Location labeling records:
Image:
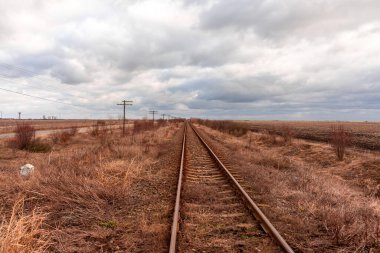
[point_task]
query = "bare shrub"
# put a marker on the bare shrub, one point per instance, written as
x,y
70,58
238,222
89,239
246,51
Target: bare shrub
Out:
x,y
39,146
340,139
25,133
73,131
268,137
142,125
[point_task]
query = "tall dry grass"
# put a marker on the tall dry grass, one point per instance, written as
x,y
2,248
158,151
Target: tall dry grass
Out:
x,y
340,139
316,212
83,194
24,233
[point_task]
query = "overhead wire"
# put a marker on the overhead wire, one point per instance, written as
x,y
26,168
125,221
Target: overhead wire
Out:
x,y
34,76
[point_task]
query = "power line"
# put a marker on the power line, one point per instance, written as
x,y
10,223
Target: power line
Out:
x,y
33,96
32,75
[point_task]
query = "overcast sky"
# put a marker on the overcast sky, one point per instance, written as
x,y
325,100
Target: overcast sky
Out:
x,y
238,59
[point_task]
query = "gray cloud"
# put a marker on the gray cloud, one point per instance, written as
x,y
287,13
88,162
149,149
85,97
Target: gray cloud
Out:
x,y
230,59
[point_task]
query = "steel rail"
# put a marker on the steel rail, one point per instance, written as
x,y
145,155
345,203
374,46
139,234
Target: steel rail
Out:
x,y
259,215
175,225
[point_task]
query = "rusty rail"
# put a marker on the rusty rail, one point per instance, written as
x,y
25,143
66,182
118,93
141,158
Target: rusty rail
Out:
x,y
175,225
259,215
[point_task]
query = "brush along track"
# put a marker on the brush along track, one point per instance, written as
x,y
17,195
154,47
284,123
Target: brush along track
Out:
x,y
213,217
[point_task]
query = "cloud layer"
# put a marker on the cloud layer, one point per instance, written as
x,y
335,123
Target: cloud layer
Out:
x,y
244,59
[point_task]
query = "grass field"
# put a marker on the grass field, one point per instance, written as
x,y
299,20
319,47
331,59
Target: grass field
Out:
x,y
319,204
97,191
93,192
363,134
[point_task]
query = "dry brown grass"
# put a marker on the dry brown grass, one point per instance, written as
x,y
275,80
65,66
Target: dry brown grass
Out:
x,y
23,233
88,193
314,209
340,139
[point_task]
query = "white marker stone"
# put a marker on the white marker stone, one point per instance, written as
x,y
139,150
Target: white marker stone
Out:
x,y
26,170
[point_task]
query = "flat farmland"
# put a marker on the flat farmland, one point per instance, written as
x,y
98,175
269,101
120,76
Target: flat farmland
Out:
x,y
363,134
9,125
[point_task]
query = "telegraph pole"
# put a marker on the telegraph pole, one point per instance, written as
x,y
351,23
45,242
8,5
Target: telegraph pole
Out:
x,y
153,112
124,104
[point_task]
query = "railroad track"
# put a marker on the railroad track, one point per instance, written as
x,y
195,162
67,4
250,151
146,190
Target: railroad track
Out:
x,y
213,213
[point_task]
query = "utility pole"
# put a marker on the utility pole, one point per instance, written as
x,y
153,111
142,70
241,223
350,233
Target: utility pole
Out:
x,y
153,112
124,104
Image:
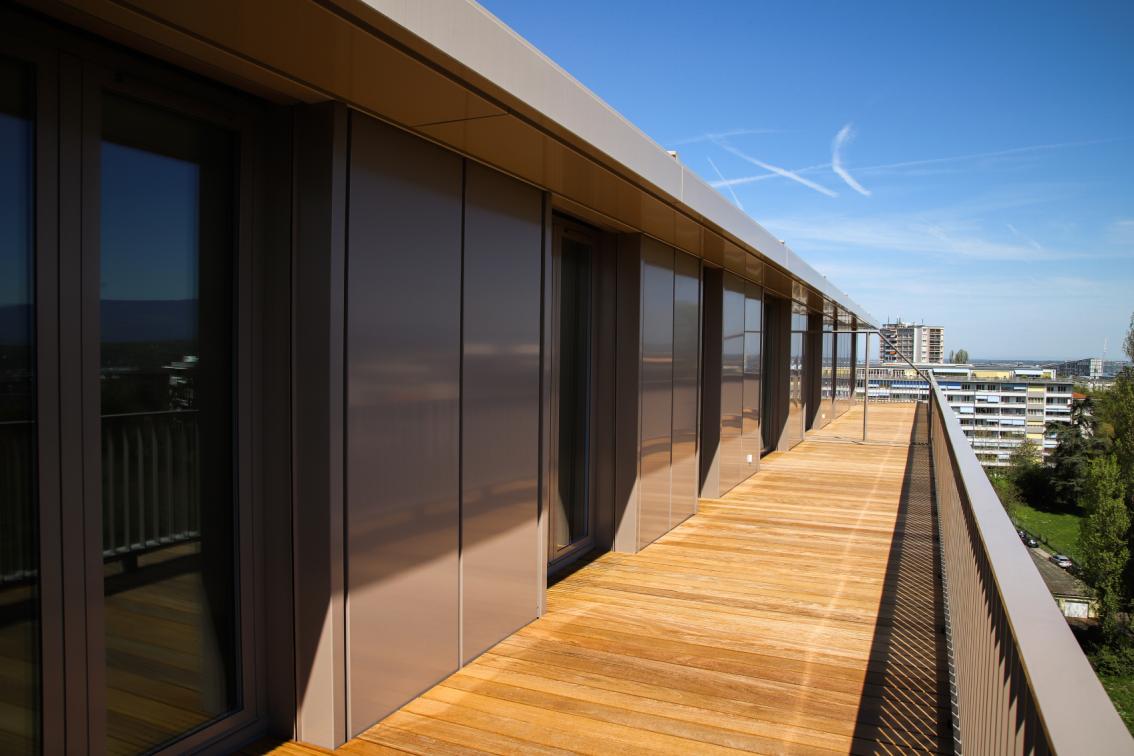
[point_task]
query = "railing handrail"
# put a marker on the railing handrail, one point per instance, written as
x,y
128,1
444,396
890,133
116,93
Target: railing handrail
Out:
x,y
1074,710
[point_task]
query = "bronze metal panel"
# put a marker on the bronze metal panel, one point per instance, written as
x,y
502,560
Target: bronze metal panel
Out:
x,y
731,383
627,400
657,389
686,372
500,407
711,342
752,443
319,258
403,418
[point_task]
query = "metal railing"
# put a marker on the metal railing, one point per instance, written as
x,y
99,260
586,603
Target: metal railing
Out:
x,y
150,495
1020,680
150,477
17,501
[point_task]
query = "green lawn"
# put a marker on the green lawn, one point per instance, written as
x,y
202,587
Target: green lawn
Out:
x,y
1056,531
1120,688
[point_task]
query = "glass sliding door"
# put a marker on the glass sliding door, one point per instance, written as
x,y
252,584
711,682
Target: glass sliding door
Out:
x,y
167,232
570,528
19,612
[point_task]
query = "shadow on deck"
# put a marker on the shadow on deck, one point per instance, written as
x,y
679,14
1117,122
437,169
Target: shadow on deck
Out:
x,y
800,613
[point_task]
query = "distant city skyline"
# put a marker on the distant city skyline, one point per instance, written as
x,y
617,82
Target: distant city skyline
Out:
x,y
970,166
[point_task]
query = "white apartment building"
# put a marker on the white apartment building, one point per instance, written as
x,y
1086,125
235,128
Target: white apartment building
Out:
x,y
998,408
916,342
1088,367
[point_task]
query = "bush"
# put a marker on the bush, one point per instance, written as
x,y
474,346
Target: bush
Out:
x,y
1114,660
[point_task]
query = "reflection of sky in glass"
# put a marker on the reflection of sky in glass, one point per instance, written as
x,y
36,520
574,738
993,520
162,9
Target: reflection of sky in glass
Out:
x,y
15,210
149,228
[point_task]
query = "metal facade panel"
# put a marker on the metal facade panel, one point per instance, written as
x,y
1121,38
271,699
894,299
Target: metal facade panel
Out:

→ Directions
Quote the full listing above word for word; exclude every picture from the copy.

→ Complete output
Image:
[point_task]
query = "bare shrub"
# put a marker on the bare shrub, one point per instance, written as
x,y
70,58
238,222
89,239
246,51
Target: bare shrub
Out:
x,y
39,146
340,139
25,133
73,131
268,137
142,125
[point_task]
query = "tall dry grass"
# put a marker on the tall dry grass, one point per instance, written as
x,y
2,248
158,151
Target: tall dry grass
Out:
x,y
340,139
316,212
83,194
24,233
[point_task]
query = "overhead wire"
# put a marker on the overhead wire, one point per instance, written as
x,y
26,168
125,221
Target: overhead wire
Out:
x,y
34,76
[point_task]
query = "power line"
# put a marker on the power line, one point per instance, written as
x,y
10,223
Target: power line
Out:
x,y
33,96
32,75
[point_task]
query = "overcast sky"
# put a marker on the overcast sky, one point per instance, written as
x,y
325,100
Target: overcast sky
Out:
x,y
238,59
[point_task]
query = "gray cloud"
# put a marker on the gray cloud, one point per instance, written as
x,y
287,13
88,162
149,149
85,97
Target: gray cloud
Out:
x,y
230,59
[point_task]
query = "steel rail"
# put a marker on the steel rail, one point per instance, written as
x,y
145,155
345,203
374,46
139,234
Target: steel rail
Out:
x,y
259,215
175,225
[point_task]
query = "rusty rail"
# put a marker on the rusty rail, one point per instance, written as
x,y
25,143
66,182
118,93
141,158
Target: rusty rail
Out:
x,y
175,225
259,215
[point_task]
query = "brush along track"
# put a marker on the brush along track, one point per instance, written as
x,y
17,195
154,47
284,123
Target: brush along track
Out:
x,y
213,217
[point_task]
query = "cloud layer"
# put a marker on the cloud layer, one point per instance, written as
x,y
335,123
Target: cloud layer
Out:
x,y
244,59
[point_task]
query = "grass field"
# put a marker on the grass field, one point per instance, written as
x,y
299,20
319,47
331,59
Target: grass field
Out:
x,y
319,204
97,191
93,192
363,134
[point_task]
query = "dry brown grass"
# put a marker on the dry brown grass, one point per instance, written as
x,y
275,80
65,66
Target: dry brown grass
Out:
x,y
23,233
88,193
314,209
340,139
[point_task]
query = "white marker stone"
# put a marker on the white marker stone, one point per instance, written as
x,y
139,150
Target: white marker stone
Out:
x,y
26,170
[point_task]
query = "flat farmland"
# put a marker on the flat farmland, one point per instance, written as
x,y
98,175
269,101
120,76
Target: flat farmland
Out:
x,y
363,134
9,125
[point_task]
query = "telegraph pole"
# put a marker on the telegraph pole, one point per instance, written as
x,y
351,23
45,242
8,5
Target: telegraph pole
Out:
x,y
153,112
124,104
[point_task]
query = "railroad track"
# put a marker on the railroad track, one point per instance, written as
x,y
195,162
67,4
250,151
146,190
Target: railroad track
Out:
x,y
213,213
[point_task]
query = "utility pole"
# put a marker on the utility pole, one point per instance, written as
x,y
153,111
142,70
241,223
350,233
Target: utility pole
Out:
x,y
153,112
124,104
Image:
[point_task]
query = "railing handrail"
# put a marker on the railing handrail, one point per instance, written as
x,y
128,1
444,396
890,133
116,93
Target: railing handrail
Out:
x,y
1074,710
[point_task]
query = "bronze metal panel"
# put a marker on the bronze metal panel, one point per instance, written as
x,y
502,560
Target: bronze metal panel
Out:
x,y
731,383
627,400
657,389
686,372
500,407
711,342
752,443
319,258
403,418
[point_task]
query = "metal railing"
# put a marker on the metal railing, one point per instance, written as
x,y
99,260
586,603
Target: metal railing
Out:
x,y
150,495
1020,680
150,477
17,501
[point_task]
query = "green lawn"
# put a marker on the green lawn, one point per instance, written as
x,y
202,587
Target: green lawn
Out:
x,y
1056,531
1120,688
[point_task]
query = "glass sliding door"
# put a marker on the glass sliding door, one point per instance, written as
x,y
252,584
711,682
Target: glass sliding door
Out:
x,y
167,232
570,528
19,612
[point_task]
query = "shadow on deck"
# put a marker on the shadow on deck, one point per instance, written as
x,y
679,14
1117,122
437,169
Target: shadow on deck
Out:
x,y
800,613
[point_task]
query = "distant city skyline"
# put a marker on the distant city skyline, one point per instance, written as
x,y
617,82
Target: distant city skyline
Out:
x,y
970,166
[point_task]
query = "white apartment building"
# put a marker on the white apartment building, one point per instance, written as
x,y
1086,125
235,128
Target: white apartment building
Out:
x,y
998,408
916,342
1088,367
[point_task]
query = "bush"
# put a marker on the bush, one point per instance, written as
x,y
474,346
Target: bush
Out:
x,y
1114,660
[point_task]
query = "reflection of sky in glass"
# put a marker on the reflection of sky in glass, one point per instance, written as
x,y
36,520
574,738
993,520
162,9
Target: reflection of sky in glass
Out:
x,y
15,210
149,228
[point_task]
query = "metal facade panel"
# put a marker on the metal facade panel, one point per instance, written as
x,y
1121,38
271,699
894,299
Target: metal facade panel
Out:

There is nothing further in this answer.